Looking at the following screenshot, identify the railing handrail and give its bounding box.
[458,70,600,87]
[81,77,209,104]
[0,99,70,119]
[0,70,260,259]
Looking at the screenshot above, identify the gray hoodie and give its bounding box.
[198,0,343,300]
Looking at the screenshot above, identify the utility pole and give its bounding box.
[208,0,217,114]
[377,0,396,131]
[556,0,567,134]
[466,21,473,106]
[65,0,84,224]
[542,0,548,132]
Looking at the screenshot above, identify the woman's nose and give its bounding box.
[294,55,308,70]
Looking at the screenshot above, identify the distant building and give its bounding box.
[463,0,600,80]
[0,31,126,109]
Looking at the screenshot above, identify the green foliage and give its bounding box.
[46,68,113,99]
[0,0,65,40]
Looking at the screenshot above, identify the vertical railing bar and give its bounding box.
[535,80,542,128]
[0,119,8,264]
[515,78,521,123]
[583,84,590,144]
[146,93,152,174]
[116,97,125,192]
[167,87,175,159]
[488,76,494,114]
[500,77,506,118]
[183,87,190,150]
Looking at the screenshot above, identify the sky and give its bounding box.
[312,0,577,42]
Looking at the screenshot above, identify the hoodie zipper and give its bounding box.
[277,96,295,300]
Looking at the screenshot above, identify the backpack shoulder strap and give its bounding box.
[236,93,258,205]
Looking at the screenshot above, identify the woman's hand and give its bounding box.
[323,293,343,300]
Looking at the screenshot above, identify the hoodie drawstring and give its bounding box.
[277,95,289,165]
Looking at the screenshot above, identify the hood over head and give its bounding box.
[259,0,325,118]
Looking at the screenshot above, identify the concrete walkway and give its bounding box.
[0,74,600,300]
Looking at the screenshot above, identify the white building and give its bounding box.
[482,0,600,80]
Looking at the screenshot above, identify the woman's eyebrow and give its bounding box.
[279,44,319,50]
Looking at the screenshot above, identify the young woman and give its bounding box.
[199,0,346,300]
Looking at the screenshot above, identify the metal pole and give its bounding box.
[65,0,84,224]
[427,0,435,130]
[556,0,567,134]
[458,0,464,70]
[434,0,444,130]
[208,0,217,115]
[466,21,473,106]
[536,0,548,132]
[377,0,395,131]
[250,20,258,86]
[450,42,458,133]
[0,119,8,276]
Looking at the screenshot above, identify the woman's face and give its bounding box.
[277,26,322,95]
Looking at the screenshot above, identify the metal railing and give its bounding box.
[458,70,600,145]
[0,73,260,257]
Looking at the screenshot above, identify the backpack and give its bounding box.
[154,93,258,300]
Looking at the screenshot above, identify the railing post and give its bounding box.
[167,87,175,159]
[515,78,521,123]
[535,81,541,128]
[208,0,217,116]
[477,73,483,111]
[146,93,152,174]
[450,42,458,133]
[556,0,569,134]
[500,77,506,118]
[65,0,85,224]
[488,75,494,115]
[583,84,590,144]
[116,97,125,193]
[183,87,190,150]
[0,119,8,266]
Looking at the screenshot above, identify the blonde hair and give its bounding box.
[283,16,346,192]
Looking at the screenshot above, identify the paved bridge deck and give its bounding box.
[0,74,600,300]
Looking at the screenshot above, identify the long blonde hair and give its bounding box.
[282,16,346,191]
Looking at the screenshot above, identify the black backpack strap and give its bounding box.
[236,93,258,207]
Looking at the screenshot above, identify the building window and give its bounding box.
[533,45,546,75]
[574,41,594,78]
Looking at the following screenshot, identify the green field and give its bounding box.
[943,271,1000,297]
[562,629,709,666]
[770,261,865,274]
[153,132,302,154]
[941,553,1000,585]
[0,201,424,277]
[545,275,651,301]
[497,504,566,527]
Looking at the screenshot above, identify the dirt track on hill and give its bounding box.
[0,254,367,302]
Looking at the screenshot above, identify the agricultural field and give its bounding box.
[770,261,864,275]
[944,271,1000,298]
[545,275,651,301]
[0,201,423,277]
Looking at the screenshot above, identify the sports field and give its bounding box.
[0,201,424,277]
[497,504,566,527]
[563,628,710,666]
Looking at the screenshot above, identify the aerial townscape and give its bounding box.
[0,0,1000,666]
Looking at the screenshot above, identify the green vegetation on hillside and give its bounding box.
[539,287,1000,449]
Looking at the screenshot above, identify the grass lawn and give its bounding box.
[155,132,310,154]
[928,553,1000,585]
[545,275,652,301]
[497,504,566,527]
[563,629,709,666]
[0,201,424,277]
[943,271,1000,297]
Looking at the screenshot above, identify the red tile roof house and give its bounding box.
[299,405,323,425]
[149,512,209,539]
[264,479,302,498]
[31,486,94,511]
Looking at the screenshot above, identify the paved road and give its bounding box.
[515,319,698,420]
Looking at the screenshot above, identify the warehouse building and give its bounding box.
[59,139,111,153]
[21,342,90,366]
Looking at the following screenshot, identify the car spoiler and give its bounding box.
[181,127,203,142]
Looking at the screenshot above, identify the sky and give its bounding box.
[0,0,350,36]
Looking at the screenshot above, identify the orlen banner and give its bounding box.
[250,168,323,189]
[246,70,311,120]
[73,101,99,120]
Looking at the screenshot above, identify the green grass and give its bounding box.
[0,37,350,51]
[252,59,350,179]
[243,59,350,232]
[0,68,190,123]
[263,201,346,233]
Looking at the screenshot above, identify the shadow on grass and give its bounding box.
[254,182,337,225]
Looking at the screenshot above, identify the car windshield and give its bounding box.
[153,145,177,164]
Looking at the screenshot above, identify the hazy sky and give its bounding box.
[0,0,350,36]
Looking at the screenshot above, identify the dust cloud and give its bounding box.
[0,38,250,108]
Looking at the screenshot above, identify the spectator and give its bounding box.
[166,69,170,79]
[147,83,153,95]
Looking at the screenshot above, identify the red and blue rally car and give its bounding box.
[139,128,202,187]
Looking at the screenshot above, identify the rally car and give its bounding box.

§ Short problem
Render the records from the line with "Looking at the screenshot above, identify the woman's hand" to the line with "[482,0,600,80]", both included, as a Markdown table with the columns Row and Text. Number each line and skip any blank lines.

§ Solution to this exercise
| Row | Text |
|---|---|
| 1 | Looking at the screenshot above, identify the woman's hand and give its bounding box. |
| 2 | [323,293,343,300] |
| 3 | Looking at the screenshot above, identify the hoodie drawstring and give its bounding box. |
| 4 | [277,95,289,165] |
| 5 | Looking at the screenshot above, identify the hood over head and give its bounding box. |
| 6 | [259,0,325,118] |
| 7 | Looking at the screenshot above, identify the concrete walkway and give its bounding box. |
| 8 | [0,74,600,300] |
| 9 | Looking at the screenshot above, identify the white building and give its bounding box. |
| 10 | [482,0,600,80] |